■ Written problem:
Quote each record exactly, please, leaving none out.

======

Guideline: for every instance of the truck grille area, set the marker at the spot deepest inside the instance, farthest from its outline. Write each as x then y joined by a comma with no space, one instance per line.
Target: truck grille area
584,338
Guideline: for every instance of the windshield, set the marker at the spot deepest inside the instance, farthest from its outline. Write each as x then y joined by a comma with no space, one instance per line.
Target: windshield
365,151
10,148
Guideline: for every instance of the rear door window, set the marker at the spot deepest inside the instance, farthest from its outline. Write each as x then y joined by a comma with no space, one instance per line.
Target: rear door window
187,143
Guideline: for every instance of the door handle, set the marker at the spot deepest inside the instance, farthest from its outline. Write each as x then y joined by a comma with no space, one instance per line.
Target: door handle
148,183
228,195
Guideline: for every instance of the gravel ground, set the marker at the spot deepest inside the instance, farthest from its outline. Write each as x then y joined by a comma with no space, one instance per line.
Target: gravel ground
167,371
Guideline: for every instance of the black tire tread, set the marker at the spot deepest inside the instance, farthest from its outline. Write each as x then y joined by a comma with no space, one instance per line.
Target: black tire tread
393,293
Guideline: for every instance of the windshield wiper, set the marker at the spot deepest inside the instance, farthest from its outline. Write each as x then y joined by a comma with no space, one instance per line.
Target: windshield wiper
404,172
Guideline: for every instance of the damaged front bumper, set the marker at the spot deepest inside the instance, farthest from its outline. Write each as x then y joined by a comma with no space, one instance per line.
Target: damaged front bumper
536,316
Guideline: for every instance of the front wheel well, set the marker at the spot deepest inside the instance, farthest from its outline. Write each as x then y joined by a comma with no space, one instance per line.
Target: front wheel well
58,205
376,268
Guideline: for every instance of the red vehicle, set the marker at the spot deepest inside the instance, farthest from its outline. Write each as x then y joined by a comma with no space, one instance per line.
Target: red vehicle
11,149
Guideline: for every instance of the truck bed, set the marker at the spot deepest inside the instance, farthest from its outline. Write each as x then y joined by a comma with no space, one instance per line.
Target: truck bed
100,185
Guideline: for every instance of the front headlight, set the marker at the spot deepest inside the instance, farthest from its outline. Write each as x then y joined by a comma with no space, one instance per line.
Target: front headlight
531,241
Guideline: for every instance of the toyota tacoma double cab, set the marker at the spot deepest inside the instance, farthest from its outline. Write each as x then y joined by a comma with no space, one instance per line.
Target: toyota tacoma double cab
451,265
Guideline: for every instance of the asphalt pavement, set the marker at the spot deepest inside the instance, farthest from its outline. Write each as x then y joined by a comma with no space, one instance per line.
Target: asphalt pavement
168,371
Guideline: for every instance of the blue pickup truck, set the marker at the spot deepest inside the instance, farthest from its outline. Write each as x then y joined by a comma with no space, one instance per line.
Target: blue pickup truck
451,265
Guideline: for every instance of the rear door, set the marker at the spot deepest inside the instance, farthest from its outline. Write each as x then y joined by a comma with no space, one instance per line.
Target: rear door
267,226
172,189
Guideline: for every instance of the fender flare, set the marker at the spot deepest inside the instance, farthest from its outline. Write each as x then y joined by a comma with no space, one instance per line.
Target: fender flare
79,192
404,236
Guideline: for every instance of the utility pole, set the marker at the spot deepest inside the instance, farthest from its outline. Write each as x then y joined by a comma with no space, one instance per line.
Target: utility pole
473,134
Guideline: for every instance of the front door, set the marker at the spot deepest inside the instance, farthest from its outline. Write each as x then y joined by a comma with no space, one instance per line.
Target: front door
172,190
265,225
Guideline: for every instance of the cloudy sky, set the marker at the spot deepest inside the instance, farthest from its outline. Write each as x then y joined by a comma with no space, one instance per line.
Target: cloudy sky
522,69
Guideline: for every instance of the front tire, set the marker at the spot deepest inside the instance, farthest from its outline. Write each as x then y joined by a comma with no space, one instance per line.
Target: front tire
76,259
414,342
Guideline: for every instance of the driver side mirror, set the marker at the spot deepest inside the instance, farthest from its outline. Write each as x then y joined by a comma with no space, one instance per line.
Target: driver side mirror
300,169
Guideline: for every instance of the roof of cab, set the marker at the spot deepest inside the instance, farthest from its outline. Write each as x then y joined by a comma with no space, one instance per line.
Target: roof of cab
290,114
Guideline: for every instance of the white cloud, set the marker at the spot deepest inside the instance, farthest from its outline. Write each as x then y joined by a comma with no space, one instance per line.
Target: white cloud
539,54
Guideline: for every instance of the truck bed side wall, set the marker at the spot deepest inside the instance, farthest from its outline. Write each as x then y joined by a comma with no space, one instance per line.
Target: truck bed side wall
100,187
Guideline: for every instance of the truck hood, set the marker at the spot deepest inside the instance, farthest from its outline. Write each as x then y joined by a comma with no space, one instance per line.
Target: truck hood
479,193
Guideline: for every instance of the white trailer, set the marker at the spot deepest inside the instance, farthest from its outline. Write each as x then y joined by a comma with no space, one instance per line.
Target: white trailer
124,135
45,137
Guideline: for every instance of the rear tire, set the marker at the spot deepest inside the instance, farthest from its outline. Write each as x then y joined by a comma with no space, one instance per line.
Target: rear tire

======

■ Solution for this exercise:
Guideline: for every instance of the truck grille area, set the marker at the spot deepest inside the instance, farthest from its outline. Write each as x then y joined by a comma with no space, one instance per line.
Target: truck grille area
584,338
Guideline: for every instance of the windshield, set the marker at the spot deepest inside the instance, farthest from its outline. Write each as x then y joined by a comma with no space, one instance per line.
Target: windshield
365,151
10,148
Guideline: for every instance of the rear door window, set the marker at the spot deepest inside the instance, farthest from its outline. Write each as x then y joined by a comma with no space, one instance per line.
Target: rear door window
187,143
Guideline: for every instance of the door handle, set the marker at the spot deepest inside the instance, farthest from its outline. Write each as x then y joined by a comma with no space, one instance per line.
Target: door handle
148,183
228,195
Guideline: for every instance of the gravel ground, set the marker at the spot deepest inside the instance, farthest from its outline. Write each as x then y joined by a comma with no space, one instance per line.
Target: gravel ground
167,371
Guideline: for every instance of the black tire tread, set the marker at the spot deepest inside the instance, farthest from its outline. Write each as x then y joined by a comma with no space, one instance per line.
Target: black tire tread
393,293
Guideline: for every instance of the windshield wiper, set the marker at the spot deepest inside the instance, farthest from its outline. Write each as x then y joined by a comma with no space, one instance per line.
Target: windshield wiper
404,172
Guideline: for every instance of the damaged front bumper, set the marker at the spot deepest inside the instance, farthest from its outline. Write each as x then y joined by a comma with no space, one instance per line.
Target: damaged front bumper
536,316
Guideline: for every instance of the front wheel well, set the marker at the spot deepest inside the instance, farthest from its outline. Write each as x then y joined by a comma with no space, one instance per line.
Target: front wheel well
58,205
376,268
Guideline: for every instance of the red vehicle, set the marker at the spot deepest inside the instance, farthest from its outline. Write each as x then y joined by a comma with no space, one instance per line.
Target: red vehicle
11,149
Guideline: for every instance of the truck bed, set the marker at the spot deepest inside the instance, farthest from its outline. Write each as x then y joined by a comma with no space, one instance per line.
Target: truck bed
100,185
Guideline: for every instance of the front headlight, set the marker at the spot deepest inside the instance, farthest from its outline. Write each as x then y joined by a comma with no space, one instance per line.
Target: front headlight
531,241
Guideline: for every instance of the toyota tacoma double cab, set the marker at the spot deepest inside the instance, farthest from its outline. Write each as x then y joined by a comma with no space, one instance per line.
Target: toyota tacoma double cab
451,265
Guideline: for every instance of the asphalt pavement, set the marker at the spot deepest inside the instance, farthest from its outline. Write each as x then y joined by a comma with no space, one instance per line.
Target: asphalt pavement
168,371
Guideline: for every instance of the blue pickup truck, set the marker at the spot deepest inside the instance, farthest from its outline. Write each as x then y joined by a comma with no space, one instance per line.
Target: blue pickup truck
451,265
Guideline: for every instance of the rear door, set the marker at the spot deepest inside the instance, farthest from its outline. Write each as x then y joined by a comma with no space, one instance per line.
Target: rear door
267,226
172,189
Guideline: for every instance of the fender flare, set the marker at the spot deepest inside the instance, farthest from its outline. Write each as x then y joined by a comma with no space, one instance per line.
Target: fender flare
79,192
404,236
Guideline: for every instance of the utility pole, set the marker at the spot deepest inside the instance, farthest from its outline. Write each as x then y joined by a comma with no space, one instance per line.
Target: utility pole
473,134
Guideline: for every instance of the front door, set the marker at the spot deepest inside the instance, farthest from its outline. Write each as x then y joined by a comma with no space, one instance per line.
Target: front door
172,190
265,225
Guideline: for every instance of the cloudy sky, set the marker at the spot deepest inside the instance, farthest from its outline. Write each as x then y joined by a comma with no space, one instance per line.
Target: cloudy sky
522,69
Guideline: for every instance of the front tire, set the marker at the spot deepest inside the instance, farthest from its outline. Write each as x then y joined by a comma with no space, one instance per line.
Target: front tire
76,259
414,342
Guideline: for every instance of the driver side mirror, set the marker at the spot deepest inside the instance, farthest from its outline. Write each as x then y joined by a comma with no space, one instance per line.
Target: driver side mirror
300,169
Guideline: for every instance of the roof of cab, set the marker at the spot deepest inside the instance, farthest from its outline. Write each as x then y joined by a comma with no space, one instance per line.
Target: roof of cab
290,114
Guideline: for every instance of the white cloud, set the marker at the spot deepest inside the instance, farthest from its outline. Write each as x then y joined by a comma with no space, one instance per line.
Target: white cloud
539,54
Guideline: for every instance of the truck bed side wall, set the marker at the spot deepest inside the instance, farthest from its outline. Write each as x then y joined by a comma with no space, one instance per line.
Target: truck bed side wall
100,187
Guideline: for every instance of the truck hood, set the marker at the spot deepest inside the instance, farthest from its outline. Write each as x then y joined by a comma with no space, one instance per line.
Target: truck hood
479,193
Guideline: for every instance of the white trailer, set the marker at the spot deepest inside the instance, farthest from its outline. Write each as x then y joined by a comma with no space, one instance per line.
Target: white trailer
124,135
45,137
Guideline: for every instance of the rear tire, set the marker at the spot deepest inside the instance, farthest from its outline. Write each as x then y joined by a comma with no space, one instance per line.
Target: rear tire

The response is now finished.